● Written exercise
Would you output the lines from the one with "Where can the black" through the last line of the material below, exactly, but without pictures?

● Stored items
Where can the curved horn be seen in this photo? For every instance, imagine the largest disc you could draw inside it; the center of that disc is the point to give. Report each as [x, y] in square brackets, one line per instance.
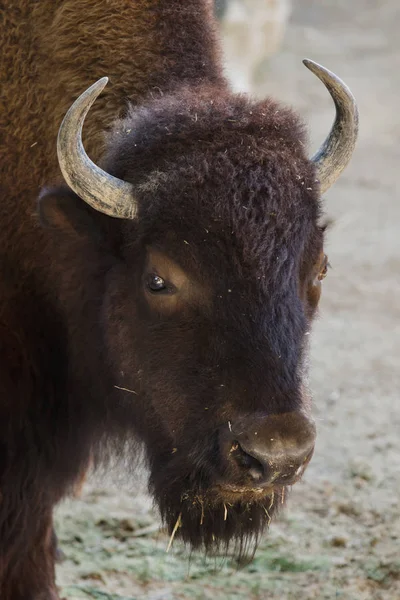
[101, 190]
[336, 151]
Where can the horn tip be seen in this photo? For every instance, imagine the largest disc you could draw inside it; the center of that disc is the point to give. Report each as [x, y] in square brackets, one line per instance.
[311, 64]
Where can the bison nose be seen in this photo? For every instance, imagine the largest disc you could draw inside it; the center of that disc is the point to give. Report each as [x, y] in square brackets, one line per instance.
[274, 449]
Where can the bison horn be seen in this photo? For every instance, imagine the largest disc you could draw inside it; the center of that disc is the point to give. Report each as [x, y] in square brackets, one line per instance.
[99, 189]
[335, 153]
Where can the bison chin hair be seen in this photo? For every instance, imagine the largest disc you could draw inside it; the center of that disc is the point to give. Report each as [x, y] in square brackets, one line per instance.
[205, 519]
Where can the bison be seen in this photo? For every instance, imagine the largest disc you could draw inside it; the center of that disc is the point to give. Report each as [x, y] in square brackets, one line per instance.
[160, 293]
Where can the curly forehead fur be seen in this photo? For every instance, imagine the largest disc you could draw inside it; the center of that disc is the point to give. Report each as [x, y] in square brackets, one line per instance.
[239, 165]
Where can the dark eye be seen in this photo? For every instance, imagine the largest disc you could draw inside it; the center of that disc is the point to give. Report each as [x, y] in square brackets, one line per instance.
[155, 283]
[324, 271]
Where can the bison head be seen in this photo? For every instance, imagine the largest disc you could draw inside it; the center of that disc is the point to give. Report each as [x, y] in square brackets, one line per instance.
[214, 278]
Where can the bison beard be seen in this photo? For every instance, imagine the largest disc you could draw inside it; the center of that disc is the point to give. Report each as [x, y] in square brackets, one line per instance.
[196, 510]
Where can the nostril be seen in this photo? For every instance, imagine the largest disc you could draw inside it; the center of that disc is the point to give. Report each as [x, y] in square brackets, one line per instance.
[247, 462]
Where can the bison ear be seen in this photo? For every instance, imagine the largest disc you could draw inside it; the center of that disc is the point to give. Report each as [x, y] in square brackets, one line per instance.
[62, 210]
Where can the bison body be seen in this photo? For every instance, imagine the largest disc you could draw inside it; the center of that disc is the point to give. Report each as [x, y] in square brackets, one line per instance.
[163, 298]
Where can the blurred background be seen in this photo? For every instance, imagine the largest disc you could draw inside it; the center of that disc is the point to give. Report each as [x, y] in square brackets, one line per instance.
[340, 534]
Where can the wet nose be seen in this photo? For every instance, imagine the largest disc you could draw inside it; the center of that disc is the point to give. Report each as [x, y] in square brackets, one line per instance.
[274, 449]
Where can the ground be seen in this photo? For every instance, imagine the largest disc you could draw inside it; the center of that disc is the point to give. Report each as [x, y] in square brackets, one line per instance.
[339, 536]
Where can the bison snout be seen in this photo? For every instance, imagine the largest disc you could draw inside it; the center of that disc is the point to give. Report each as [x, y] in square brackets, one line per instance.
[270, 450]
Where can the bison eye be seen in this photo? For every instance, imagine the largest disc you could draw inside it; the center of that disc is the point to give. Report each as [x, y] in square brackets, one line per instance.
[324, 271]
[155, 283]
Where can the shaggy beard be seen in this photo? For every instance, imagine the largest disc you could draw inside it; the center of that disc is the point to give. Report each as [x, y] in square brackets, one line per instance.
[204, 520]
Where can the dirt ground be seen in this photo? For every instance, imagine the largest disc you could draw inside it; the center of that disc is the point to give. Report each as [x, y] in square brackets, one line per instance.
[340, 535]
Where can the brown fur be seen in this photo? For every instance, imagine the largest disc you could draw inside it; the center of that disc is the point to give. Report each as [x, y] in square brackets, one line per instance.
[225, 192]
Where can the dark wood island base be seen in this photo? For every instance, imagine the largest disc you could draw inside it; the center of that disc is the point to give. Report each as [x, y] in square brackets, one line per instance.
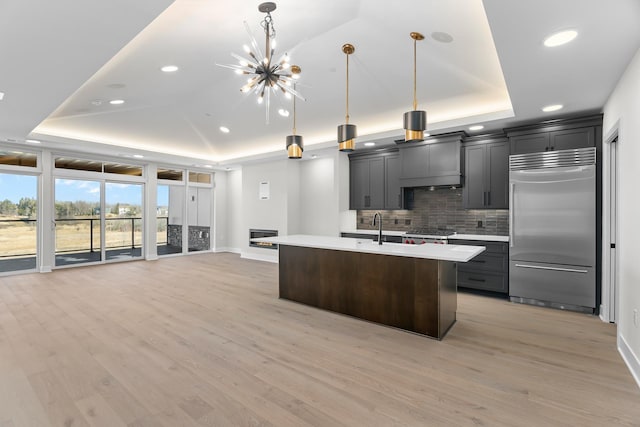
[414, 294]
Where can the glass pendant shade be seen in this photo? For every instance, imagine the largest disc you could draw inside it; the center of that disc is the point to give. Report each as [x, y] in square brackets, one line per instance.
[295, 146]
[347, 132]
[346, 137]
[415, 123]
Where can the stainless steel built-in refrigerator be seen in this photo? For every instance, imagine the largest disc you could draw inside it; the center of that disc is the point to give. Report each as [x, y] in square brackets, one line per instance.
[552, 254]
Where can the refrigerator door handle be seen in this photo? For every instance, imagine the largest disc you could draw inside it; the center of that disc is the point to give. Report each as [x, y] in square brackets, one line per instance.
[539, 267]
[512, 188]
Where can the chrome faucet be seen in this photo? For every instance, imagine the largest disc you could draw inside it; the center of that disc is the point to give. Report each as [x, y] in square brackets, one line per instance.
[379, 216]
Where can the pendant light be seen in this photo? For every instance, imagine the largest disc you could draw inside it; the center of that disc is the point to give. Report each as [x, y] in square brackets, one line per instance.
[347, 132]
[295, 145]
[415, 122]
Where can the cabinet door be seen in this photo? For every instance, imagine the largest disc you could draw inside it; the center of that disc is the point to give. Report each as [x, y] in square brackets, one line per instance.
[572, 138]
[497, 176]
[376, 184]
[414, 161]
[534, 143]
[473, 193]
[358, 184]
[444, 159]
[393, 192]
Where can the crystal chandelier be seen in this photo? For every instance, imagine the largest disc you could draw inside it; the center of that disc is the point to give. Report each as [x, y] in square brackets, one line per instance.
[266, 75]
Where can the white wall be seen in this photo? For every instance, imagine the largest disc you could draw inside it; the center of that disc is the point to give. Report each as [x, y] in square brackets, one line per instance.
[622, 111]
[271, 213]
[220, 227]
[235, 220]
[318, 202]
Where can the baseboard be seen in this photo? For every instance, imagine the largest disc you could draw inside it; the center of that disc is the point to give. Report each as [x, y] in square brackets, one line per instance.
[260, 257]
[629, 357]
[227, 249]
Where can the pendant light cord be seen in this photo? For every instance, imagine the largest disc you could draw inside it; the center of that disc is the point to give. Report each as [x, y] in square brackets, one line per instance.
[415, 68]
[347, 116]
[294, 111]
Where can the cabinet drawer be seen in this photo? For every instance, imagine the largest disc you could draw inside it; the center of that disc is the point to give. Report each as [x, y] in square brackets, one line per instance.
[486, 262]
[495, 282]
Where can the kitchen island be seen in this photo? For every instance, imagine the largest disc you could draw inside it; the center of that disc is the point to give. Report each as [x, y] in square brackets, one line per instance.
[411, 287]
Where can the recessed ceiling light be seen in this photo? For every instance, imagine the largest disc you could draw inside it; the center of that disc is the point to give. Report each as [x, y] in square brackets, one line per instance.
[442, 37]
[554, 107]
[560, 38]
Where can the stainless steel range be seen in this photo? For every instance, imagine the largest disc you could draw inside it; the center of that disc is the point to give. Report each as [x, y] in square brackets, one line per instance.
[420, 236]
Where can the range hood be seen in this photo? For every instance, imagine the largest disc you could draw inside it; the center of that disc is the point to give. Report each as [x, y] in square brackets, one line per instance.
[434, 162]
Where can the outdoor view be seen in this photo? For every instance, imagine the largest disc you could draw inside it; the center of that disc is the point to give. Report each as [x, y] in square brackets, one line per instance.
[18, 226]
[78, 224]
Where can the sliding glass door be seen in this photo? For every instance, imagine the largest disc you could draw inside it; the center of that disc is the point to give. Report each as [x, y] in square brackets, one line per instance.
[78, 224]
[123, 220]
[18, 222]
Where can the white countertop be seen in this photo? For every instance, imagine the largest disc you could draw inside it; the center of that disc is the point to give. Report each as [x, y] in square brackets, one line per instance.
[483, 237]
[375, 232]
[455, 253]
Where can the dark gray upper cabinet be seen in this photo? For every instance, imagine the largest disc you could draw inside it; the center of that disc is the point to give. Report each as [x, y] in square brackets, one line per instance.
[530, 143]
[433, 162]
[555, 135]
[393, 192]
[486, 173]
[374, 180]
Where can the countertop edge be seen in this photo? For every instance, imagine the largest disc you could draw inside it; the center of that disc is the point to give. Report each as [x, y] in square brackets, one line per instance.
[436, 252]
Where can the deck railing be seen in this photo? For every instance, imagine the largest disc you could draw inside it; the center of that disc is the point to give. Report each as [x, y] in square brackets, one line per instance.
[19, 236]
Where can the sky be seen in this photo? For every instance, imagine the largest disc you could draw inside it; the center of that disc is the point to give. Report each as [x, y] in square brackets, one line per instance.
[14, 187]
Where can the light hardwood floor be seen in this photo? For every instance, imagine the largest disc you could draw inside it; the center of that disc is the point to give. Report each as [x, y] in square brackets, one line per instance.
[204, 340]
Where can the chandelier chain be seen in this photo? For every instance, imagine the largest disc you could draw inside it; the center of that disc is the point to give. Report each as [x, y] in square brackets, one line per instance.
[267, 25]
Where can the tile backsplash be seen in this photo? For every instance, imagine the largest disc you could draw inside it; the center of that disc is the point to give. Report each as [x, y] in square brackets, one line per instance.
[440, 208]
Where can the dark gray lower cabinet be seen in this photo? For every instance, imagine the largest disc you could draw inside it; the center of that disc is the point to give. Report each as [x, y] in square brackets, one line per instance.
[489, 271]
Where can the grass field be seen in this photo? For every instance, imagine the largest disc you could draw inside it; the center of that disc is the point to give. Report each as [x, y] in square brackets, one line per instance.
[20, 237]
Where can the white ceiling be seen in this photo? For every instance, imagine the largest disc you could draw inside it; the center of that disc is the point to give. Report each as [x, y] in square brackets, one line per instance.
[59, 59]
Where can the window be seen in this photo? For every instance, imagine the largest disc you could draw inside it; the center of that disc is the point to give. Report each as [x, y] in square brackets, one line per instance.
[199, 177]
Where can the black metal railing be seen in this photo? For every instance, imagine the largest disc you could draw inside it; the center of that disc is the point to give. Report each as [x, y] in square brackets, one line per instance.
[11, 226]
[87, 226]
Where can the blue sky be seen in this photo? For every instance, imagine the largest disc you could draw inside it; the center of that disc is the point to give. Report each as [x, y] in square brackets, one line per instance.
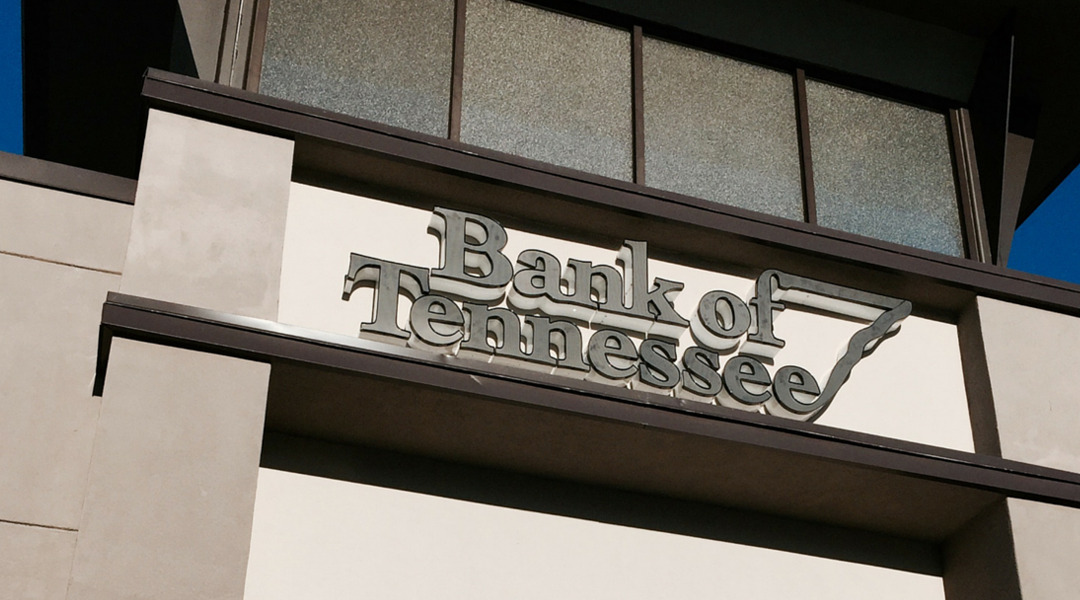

● Exercise output
Where can the black metal railing be seen in this photo? For every instance, imagine the largest disc you could draw inside it; the center of that disc is the point to give. Report each as [x, y] in square brackets, one line per instance.
[11, 226]
[87, 226]
Where can the blue sky be seen in this photo? For every instance, imagine the largest disc you could draw inside it; the center of that disc is the point to give. Report each as [x, y] in square brackets, one line per instance.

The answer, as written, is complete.